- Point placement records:
——————
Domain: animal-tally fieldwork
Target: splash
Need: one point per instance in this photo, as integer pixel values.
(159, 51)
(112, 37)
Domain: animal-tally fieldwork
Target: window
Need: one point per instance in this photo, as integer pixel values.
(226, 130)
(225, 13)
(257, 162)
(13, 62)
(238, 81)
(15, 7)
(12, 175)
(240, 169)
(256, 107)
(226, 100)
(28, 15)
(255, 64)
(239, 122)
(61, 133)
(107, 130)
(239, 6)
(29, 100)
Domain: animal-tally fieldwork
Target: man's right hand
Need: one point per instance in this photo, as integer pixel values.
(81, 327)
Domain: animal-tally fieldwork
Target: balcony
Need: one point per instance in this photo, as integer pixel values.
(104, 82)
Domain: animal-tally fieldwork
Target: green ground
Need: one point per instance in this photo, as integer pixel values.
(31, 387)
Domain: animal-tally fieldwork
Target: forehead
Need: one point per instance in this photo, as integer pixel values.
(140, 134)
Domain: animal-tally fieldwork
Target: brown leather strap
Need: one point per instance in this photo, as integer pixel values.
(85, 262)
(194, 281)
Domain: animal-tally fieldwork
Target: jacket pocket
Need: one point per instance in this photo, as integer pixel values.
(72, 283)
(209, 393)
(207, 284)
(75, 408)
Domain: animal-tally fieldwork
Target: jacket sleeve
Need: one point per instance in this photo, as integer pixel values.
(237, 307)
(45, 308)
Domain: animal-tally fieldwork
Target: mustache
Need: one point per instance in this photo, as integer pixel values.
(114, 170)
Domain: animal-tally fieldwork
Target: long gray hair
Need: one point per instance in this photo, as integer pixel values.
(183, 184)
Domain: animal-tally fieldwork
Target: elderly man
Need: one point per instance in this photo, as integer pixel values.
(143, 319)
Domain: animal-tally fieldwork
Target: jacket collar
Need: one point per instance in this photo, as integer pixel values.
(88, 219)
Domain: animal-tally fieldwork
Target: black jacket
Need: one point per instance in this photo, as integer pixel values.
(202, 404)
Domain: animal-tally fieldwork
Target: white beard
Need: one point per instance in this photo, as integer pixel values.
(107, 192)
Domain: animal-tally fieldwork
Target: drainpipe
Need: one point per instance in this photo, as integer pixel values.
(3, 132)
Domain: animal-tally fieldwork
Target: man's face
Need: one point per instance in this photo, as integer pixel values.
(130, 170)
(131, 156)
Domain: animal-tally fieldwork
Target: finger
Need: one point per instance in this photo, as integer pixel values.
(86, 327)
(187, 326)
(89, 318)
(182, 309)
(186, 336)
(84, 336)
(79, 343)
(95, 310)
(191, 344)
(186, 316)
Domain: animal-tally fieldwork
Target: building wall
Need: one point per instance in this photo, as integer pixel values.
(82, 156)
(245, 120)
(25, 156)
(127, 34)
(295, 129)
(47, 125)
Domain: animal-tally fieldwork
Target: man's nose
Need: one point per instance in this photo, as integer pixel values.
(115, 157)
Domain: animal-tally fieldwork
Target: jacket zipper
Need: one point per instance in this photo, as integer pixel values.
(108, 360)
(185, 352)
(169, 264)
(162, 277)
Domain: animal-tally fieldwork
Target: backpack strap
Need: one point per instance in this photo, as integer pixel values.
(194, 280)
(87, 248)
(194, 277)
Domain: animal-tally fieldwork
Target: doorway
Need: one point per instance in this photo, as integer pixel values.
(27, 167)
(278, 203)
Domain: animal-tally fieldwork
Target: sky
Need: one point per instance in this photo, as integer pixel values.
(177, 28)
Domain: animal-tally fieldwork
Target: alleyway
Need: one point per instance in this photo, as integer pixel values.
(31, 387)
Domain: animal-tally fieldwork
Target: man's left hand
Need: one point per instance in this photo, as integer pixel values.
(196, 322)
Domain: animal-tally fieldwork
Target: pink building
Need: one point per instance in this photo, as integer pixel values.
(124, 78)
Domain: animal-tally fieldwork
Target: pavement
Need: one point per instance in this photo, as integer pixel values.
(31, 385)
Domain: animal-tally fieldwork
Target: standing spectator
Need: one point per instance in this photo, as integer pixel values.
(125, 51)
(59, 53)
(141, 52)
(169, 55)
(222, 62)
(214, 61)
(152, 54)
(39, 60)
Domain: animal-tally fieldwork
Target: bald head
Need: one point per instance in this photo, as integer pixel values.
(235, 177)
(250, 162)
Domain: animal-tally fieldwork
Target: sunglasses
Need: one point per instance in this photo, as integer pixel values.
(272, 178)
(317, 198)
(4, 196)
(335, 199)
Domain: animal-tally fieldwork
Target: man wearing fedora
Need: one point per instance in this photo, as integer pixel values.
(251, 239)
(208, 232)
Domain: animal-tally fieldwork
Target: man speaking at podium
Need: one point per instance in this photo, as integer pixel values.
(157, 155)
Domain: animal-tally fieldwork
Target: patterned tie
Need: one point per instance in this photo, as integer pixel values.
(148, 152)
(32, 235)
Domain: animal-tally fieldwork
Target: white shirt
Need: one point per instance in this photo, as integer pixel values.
——————
- Given exercise:
Exactly as written above, please repeat the entries.

- Expected output:
Domain: animal-tally fieldwork
Target: splash
Need: one point per instance in this photo, as integer pixel values.
(159, 51)
(112, 37)
Domain: animal-tally fieldwork
Target: window
Need: one point per instance in this photo, as integer pixel values.
(226, 130)
(225, 13)
(257, 162)
(13, 62)
(238, 81)
(15, 7)
(12, 175)
(240, 169)
(256, 107)
(226, 100)
(28, 15)
(255, 64)
(239, 122)
(61, 133)
(107, 130)
(239, 6)
(29, 100)
Domain: animal-tally fieldwork
Target: man's right hand
Need: one point per instance in this photo, as integer pixel values.
(81, 327)
Domain: animal-tally fieldwork
Target: balcony
Need: one point per instance in this photo, as integer pixel values.
(104, 82)
Domain: animal-tally fieldwork
Target: green ground
Need: one point per instance in this photo, as integer pixel values.
(31, 387)
Domain: animal-tally fieldwork
Target: forehead
Need: one point per instance in this photo, as integer pixel values.
(140, 134)
Domain: animal-tally fieldwork
Target: brown leather strap
Need: one point per instance in this photo, as integer pixel values.
(85, 262)
(194, 281)
Domain: animal-tally fieldwork
Target: jacket pocket
Need: one point per instance in this photo, as integer pixel values.
(72, 283)
(209, 393)
(207, 284)
(75, 408)
Domain: animal-tally fieldwork
Target: jacket sleeve
Need: one point per instance in this photo, as integer pixel values.
(237, 307)
(45, 308)
Domain: animal-tally fieldwork
Target: mustache
Need: one point per instance in this photo, as integer pixel values.
(114, 170)
Domain: animal-tally fieldwork
Target: long gray hair
Need: one point per instance in this photo, as integer pixel values.
(183, 184)
Domain: animal-tally fieldwork
Target: elderly man
Need: one point per instance in this photo, as integer pixel values.
(143, 319)
Domain: animal-tally fieldwork
Target: jacket collar
Need: one point per instance in this photo, as integer pixel values.
(88, 219)
Domain: animal-tally fieldwork
Target: black jacket
Need: one point per instance in this photo, as integer pixel values.
(202, 404)
Domain: animal-tally fieldwork
Target: white beard
Need: one point per instance in this photo, as integer pixel values.
(107, 192)
Domain: animal-tally fieldwork
Target: drainpipe
Need: one point per instance in this photo, as integer pixel values.
(3, 132)
Domain: animal-tally fieldwork
Target: man's face
Need: one point per instance in this photo, as integer pixel values.
(130, 170)
(131, 156)
Domain: animal-tally fieldwork
Target: finger
Need: one point per instance in this photo, as integer pixel values.
(86, 327)
(187, 326)
(89, 318)
(182, 309)
(186, 336)
(84, 336)
(79, 343)
(95, 310)
(191, 344)
(186, 316)
Domain: animal-tally fieldwork
Target: building wall
Need: one point per instance in this photo, as integer pixel values.
(82, 156)
(245, 120)
(25, 156)
(127, 34)
(295, 129)
(47, 125)
Domain: animal-tally fieldwork
Target: man's nose
Need: one point per instance in this photo, as integer pixel values.
(115, 157)
Domain: animal-tally fieldwork
Target: jacket zipper
Need: one point per instance in this photo, as integer pixel values.
(108, 360)
(185, 352)
(169, 264)
(162, 277)
Domain: animal-tally fieldwork
Target: backpack strap
Need: one point per instance in this photo, as integer pixel values.
(194, 280)
(87, 248)
(194, 277)
Domain: animal-tally fieldwork
Target: doorway
Need: one point per instance in this photo, as integer pixel values.
(27, 167)
(278, 203)
Domain: animal-tally fieldwork
Target: sky
Need: one point per instance in this photo, as integer pixel values.
(177, 28)
Domain: animal-tally fieldwork
Target: alleyway
Need: one point per instance in this photo, as integer pixel values.
(31, 387)
Domain: animal-tally fieldwork
Target: man's left hand
Need: one point per instance in this photo, as integer pixel values.
(196, 322)
Domain: animal-tally fieldwork
Target: pink building
Need: one point per instance in this photo, as integer pixel values.
(124, 78)
Domain: animal-tally fieldwork
Target: pavement
Need: one point per instance in this photo, as integer pixel values.
(31, 385)
Domain: animal-tally fieldwork
Target: standing spectator
Need: one point per instance in this photo, as integer pixel values.
(125, 51)
(59, 53)
(141, 52)
(169, 55)
(222, 62)
(214, 61)
(152, 54)
(39, 60)
Domain: animal-tally fieldwork
Target: bald head
Need: one point per instance in this photo, as integer pixel values.
(235, 177)
(250, 162)
Domain: animal-tally fieldwork
Target: sunglasses
Need: one point per instance in this photo, as integer pixel values.
(272, 178)
(317, 198)
(4, 196)
(335, 199)
Domain: animal-tally fieldwork
Target: man wearing fedora
Need: one point per instance in this photo, as integer pixel values.
(251, 239)
(208, 232)
Domain: animal-tally fieldwork
Target: man speaking at podium
Need: one point per instance in this photo, as integer pixel values.
(157, 155)
Domain: animal-tally fieldwork
Target: patterned tie
Need: one point per instance in this photo, as integer pixel values.
(148, 152)
(32, 235)
Domain: animal-tally fieldwork
Target: white shirt
Need: one point per instance in this photo, as integer pixel values.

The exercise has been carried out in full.